• Your tasks
a) According to the text about the Mestre Lucindo Marine Extractive Reserve, on what date was the reserve created by federal decree?
b) Carry on the text about the Mestre Lucindo Marine Extractive Reserve, picking up after its final sentence.

** START OF Text passage **

Extractive reserve in Pará, Brazil

The Mestre Lucindo Marine Extractive Reserve (Reserva Extrativista Marinha Mestre Lucindo) is a coastal marine extractive reserve in the state of Pará, Brazil.

==Location==

Conservation units northeast of Belém
9. Mestre Lucindo Marine Extractive Reserve

The Mestre Lucindo Marine Extractive Reserve is located in the municipality of Marapanim, Pará.
It has an area of 26465 ha.
It protects the west bank of the Marapanim River, and the peninsula to the left of the mouth of the estuary formed by the Marapanim and Cuinarana rivers.
The reserve lies on both sides of the coastal towns of Marapanim and Marudá.
It adjoins the Mãe Grande de Curuçá Extractive Reserve to the west and the Maracanã Marine Extractive Reserve and the Algodoal-Maiandeua Environmental Protection Area to the east.

==History==

The Mestre Lucindo Marine Extractive Reserve was created by federal decree on 10 October 2014 with an area of 25465 ha.
The reserve is one of three created by president Dilma Rousseff thirteen days before the 2014 presidential elections.

** END OF Text passage **
** START OF Record set **

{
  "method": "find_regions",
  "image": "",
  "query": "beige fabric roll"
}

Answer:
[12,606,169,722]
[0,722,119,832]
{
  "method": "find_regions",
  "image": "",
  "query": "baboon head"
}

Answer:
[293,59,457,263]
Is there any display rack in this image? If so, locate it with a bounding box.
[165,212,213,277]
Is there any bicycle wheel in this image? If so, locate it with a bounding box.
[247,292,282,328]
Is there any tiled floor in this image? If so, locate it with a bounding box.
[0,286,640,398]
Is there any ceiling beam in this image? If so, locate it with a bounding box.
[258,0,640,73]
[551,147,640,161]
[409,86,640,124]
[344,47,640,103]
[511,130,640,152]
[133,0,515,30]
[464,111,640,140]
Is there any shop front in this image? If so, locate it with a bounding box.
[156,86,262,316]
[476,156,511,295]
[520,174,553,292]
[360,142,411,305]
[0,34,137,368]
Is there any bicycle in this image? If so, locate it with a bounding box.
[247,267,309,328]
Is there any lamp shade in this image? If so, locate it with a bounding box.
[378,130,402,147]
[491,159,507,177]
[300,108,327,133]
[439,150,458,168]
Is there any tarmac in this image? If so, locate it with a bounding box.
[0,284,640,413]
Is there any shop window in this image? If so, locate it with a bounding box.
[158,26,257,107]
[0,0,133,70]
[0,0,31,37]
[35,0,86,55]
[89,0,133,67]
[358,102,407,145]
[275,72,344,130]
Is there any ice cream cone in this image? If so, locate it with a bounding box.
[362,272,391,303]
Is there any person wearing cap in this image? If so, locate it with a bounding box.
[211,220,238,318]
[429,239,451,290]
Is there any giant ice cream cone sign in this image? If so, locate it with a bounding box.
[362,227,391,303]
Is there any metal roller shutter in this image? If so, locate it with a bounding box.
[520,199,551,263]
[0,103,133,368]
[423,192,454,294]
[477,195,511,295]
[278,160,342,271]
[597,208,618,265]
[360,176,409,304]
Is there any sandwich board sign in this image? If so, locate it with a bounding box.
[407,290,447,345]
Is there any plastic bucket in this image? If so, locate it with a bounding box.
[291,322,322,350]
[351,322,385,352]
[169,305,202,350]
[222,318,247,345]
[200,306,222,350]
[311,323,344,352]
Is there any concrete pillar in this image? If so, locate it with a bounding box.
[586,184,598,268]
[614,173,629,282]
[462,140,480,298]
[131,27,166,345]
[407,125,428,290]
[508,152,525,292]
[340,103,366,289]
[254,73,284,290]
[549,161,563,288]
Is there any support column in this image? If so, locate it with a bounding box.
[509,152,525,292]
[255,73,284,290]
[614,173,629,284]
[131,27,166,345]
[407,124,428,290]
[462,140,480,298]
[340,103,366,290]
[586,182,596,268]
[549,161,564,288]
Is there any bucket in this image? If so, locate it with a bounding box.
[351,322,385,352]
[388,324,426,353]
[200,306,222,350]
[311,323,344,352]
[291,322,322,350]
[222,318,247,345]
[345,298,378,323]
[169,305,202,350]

** END OF Record set **

• Results of the exercise
a) 10 October 2014

b)
The other two are the Mocapajuba and Cuinarana marine extractive reserves, both also in Pará.
The Araí-Peroba Marine Extractive Reserve was expanded by 50500 ha.

The reserve is administered by the Chico Mendes Institute for Biodiversity Conservation (ICMBio).
It is classed as IUCN protected area category VI (protected area with sustainable use of natural resources).
The objective is to conserve the biodiversity of the ecosystems of mangroves, salt marshes, dunes, wetlands, floodplains, rivers, estuaries and islands; and to protect the livelihoods and culture of the traditional extractive population, and ensure the sustainable use of natural resources of the unit.